TASK REQUIREMENTS: Restate the lines of the material below word for word, from the first through the one containing "You are given a photograph. Locate the leafy", and include nothing else; pictures stay out.
Start of DATA TO PROCESS
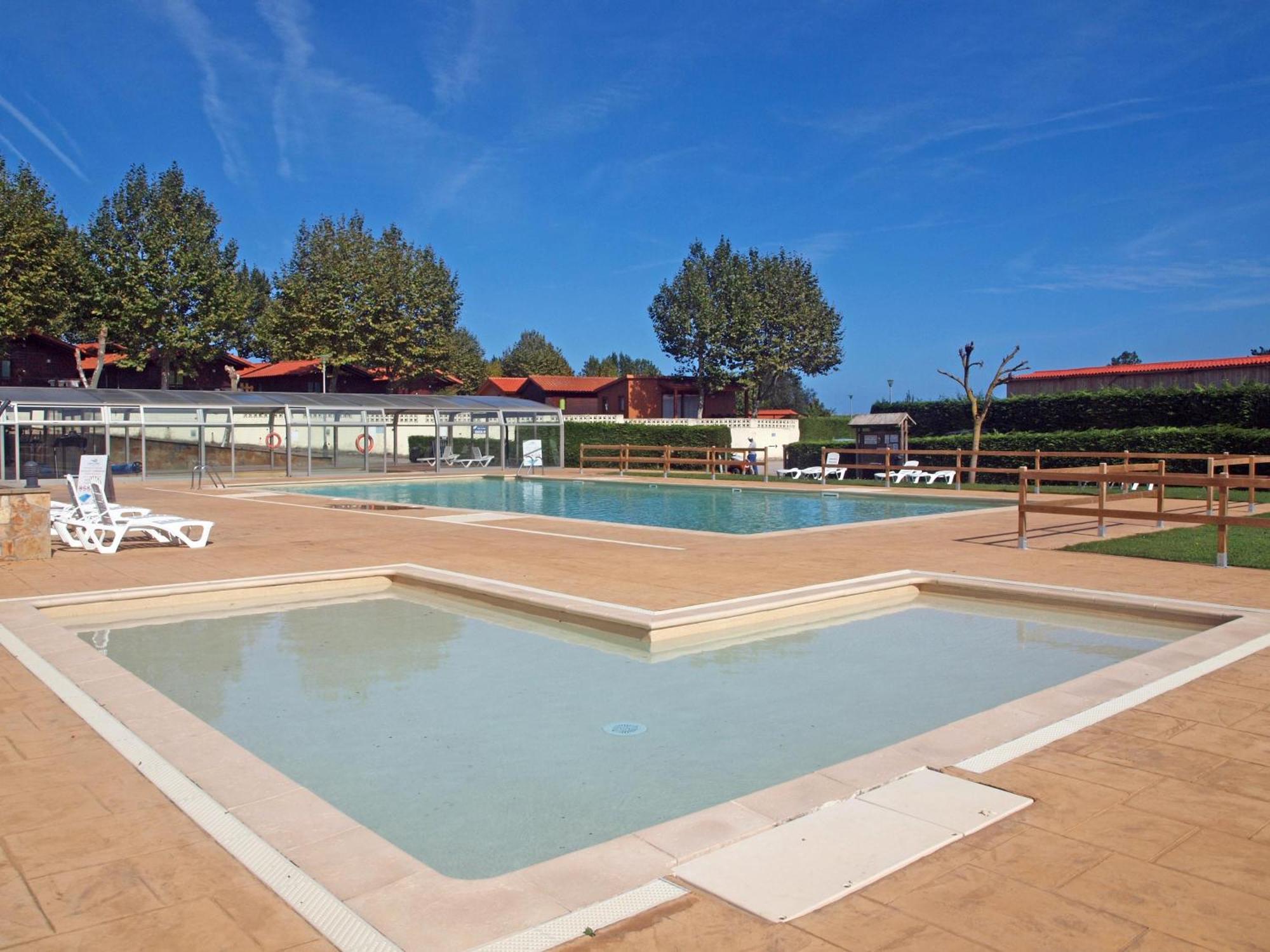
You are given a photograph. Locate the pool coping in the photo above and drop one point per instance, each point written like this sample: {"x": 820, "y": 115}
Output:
{"x": 392, "y": 890}
{"x": 968, "y": 506}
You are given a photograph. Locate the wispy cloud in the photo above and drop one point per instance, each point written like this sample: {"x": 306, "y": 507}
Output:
{"x": 458, "y": 64}
{"x": 196, "y": 34}
{"x": 41, "y": 138}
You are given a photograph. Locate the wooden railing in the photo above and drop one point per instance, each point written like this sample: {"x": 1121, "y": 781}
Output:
{"x": 887, "y": 464}
{"x": 1107, "y": 506}
{"x": 625, "y": 458}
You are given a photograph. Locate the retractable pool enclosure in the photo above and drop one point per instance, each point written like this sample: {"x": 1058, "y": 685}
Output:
{"x": 153, "y": 432}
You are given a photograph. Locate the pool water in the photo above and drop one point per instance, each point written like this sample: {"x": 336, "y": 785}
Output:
{"x": 713, "y": 510}
{"x": 479, "y": 746}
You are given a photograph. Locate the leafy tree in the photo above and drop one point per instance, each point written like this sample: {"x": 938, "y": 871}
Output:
{"x": 44, "y": 277}
{"x": 534, "y": 355}
{"x": 380, "y": 303}
{"x": 167, "y": 284}
{"x": 784, "y": 327}
{"x": 619, "y": 365}
{"x": 791, "y": 392}
{"x": 465, "y": 359}
{"x": 981, "y": 404}
{"x": 694, "y": 313}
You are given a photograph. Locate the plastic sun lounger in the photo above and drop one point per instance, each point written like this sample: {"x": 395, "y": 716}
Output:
{"x": 101, "y": 530}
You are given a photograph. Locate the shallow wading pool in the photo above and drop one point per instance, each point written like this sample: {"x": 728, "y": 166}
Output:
{"x": 482, "y": 741}
{"x": 731, "y": 510}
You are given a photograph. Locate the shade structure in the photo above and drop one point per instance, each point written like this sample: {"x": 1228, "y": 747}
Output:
{"x": 152, "y": 432}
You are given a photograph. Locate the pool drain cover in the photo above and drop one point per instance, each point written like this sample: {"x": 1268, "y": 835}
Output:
{"x": 624, "y": 729}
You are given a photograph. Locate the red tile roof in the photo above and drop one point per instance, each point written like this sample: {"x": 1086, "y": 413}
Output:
{"x": 507, "y": 385}
{"x": 553, "y": 384}
{"x": 1212, "y": 365}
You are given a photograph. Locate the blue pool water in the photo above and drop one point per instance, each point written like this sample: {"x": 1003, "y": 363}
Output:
{"x": 483, "y": 743}
{"x": 713, "y": 510}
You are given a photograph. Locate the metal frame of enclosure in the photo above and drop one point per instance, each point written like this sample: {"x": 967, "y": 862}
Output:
{"x": 153, "y": 432}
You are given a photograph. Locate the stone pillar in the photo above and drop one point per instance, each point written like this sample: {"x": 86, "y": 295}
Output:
{"x": 25, "y": 525}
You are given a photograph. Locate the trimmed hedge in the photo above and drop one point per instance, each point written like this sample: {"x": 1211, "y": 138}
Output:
{"x": 1247, "y": 406}
{"x": 641, "y": 435}
{"x": 1136, "y": 440}
{"x": 825, "y": 430}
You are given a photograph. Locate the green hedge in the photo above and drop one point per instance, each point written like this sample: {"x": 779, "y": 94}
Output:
{"x": 1247, "y": 406}
{"x": 825, "y": 430}
{"x": 1136, "y": 440}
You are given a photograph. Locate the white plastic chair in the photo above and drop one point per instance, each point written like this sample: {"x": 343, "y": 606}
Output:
{"x": 101, "y": 530}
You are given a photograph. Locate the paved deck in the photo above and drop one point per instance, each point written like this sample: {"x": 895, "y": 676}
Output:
{"x": 1151, "y": 831}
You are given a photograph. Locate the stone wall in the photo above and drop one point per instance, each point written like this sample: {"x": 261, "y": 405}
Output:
{"x": 23, "y": 525}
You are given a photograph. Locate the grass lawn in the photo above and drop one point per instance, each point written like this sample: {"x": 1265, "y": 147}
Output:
{"x": 1249, "y": 548}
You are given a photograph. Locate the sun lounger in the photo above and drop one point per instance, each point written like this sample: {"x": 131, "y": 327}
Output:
{"x": 101, "y": 530}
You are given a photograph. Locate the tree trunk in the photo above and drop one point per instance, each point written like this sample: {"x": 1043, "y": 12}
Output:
{"x": 975, "y": 449}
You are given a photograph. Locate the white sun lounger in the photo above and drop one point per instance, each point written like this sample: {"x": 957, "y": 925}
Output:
{"x": 102, "y": 531}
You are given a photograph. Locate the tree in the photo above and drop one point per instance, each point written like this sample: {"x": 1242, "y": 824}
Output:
{"x": 789, "y": 392}
{"x": 785, "y": 327}
{"x": 44, "y": 279}
{"x": 981, "y": 404}
{"x": 355, "y": 299}
{"x": 533, "y": 354}
{"x": 168, "y": 286}
{"x": 619, "y": 365}
{"x": 465, "y": 359}
{"x": 693, "y": 315}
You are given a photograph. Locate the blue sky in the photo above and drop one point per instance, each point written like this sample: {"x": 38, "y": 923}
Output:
{"x": 1078, "y": 178}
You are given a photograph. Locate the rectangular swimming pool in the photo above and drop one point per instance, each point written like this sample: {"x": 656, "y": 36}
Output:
{"x": 482, "y": 742}
{"x": 712, "y": 510}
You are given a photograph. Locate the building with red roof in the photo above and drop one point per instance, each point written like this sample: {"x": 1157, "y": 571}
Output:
{"x": 1215, "y": 373}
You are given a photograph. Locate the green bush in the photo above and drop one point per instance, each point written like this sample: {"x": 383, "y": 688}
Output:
{"x": 1247, "y": 406}
{"x": 1113, "y": 442}
{"x": 825, "y": 430}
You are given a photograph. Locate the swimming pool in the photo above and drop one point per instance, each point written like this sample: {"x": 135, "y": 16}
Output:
{"x": 712, "y": 510}
{"x": 482, "y": 743}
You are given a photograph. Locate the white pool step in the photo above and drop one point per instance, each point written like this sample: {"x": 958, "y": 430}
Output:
{"x": 801, "y": 866}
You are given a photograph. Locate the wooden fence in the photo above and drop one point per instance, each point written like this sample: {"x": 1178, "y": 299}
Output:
{"x": 1107, "y": 506}
{"x": 714, "y": 460}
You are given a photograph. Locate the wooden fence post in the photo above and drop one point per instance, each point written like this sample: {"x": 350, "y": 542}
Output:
{"x": 1224, "y": 502}
{"x": 1103, "y": 499}
{"x": 1023, "y": 507}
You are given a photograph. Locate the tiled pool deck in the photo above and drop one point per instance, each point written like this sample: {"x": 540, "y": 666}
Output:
{"x": 1151, "y": 831}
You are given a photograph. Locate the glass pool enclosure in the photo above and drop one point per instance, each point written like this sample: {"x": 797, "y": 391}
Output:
{"x": 172, "y": 431}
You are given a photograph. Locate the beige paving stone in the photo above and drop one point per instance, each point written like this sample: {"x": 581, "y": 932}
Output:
{"x": 1061, "y": 802}
{"x": 266, "y": 918}
{"x": 44, "y": 808}
{"x": 1178, "y": 904}
{"x": 1156, "y": 757}
{"x": 1132, "y": 832}
{"x": 1041, "y": 859}
{"x": 1233, "y": 861}
{"x": 97, "y": 894}
{"x": 1010, "y": 916}
{"x": 1205, "y": 807}
{"x": 192, "y": 927}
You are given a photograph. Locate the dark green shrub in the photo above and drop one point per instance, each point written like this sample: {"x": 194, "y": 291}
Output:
{"x": 1247, "y": 406}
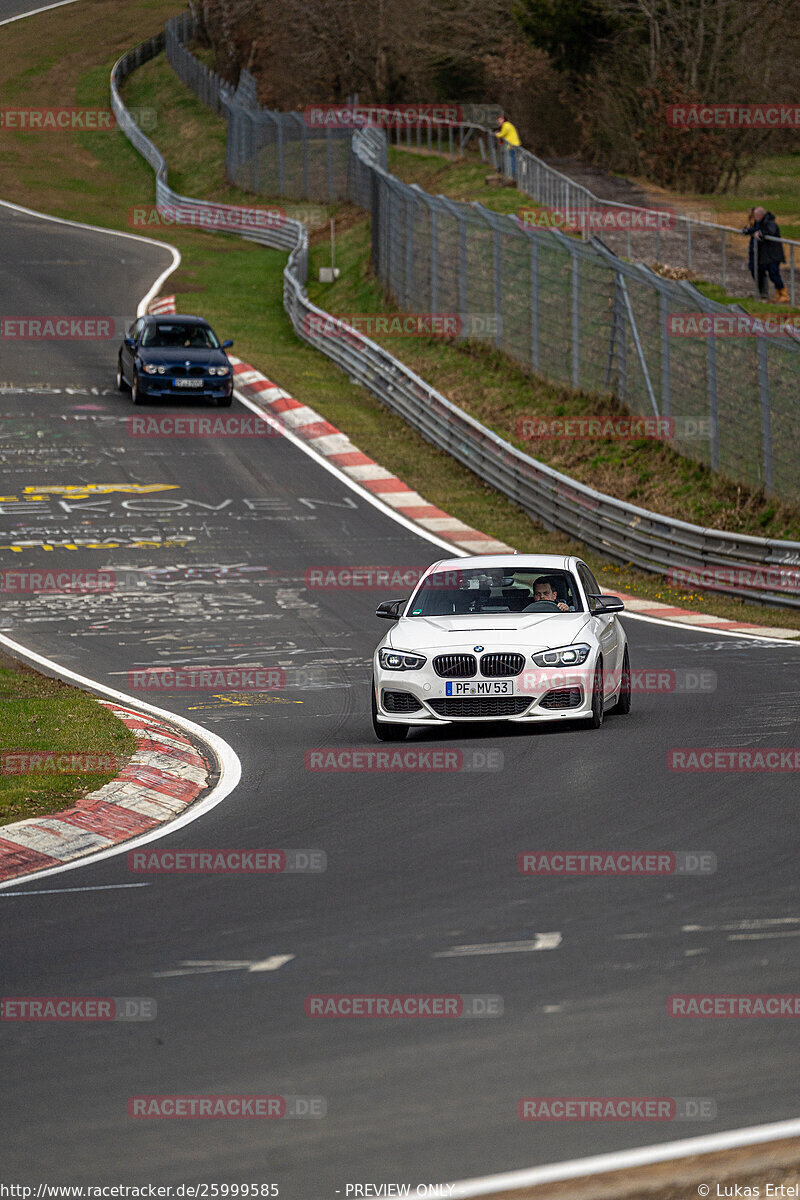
End of DATA TO PROCESS
OUTPUT OF THE TASK:
You are given a photograph. Locate the pool coping in the photo above and drop one point per instance, each point written like this sample: {"x": 820, "y": 115}
Output:
{"x": 392, "y": 890}
{"x": 968, "y": 506}
You are given a photograph. Locate the wispy cloud in the photo above and drop one point per instance, each point written like this sample: {"x": 306, "y": 507}
Output:
{"x": 458, "y": 64}
{"x": 196, "y": 34}
{"x": 41, "y": 138}
You are given a photograph. Locate the wooden railing in the photo above and drop one point per instance, each point written like this sample: {"x": 1121, "y": 781}
Output:
{"x": 887, "y": 464}
{"x": 1107, "y": 506}
{"x": 625, "y": 458}
You are given a photograph. Locate the retractable pool enclosure in the photo above and drop one point per instance, each point written like this sample: {"x": 1058, "y": 685}
Output:
{"x": 153, "y": 432}
You are given a photograph. Locate the pool water in the photo above and drop one point per instance, each point written like this sample: {"x": 336, "y": 785}
Output:
{"x": 713, "y": 510}
{"x": 479, "y": 746}
You are given a photograph. Locate the leafy tree in the photo above and drop one point per instance, each point written like this sample: {"x": 938, "y": 871}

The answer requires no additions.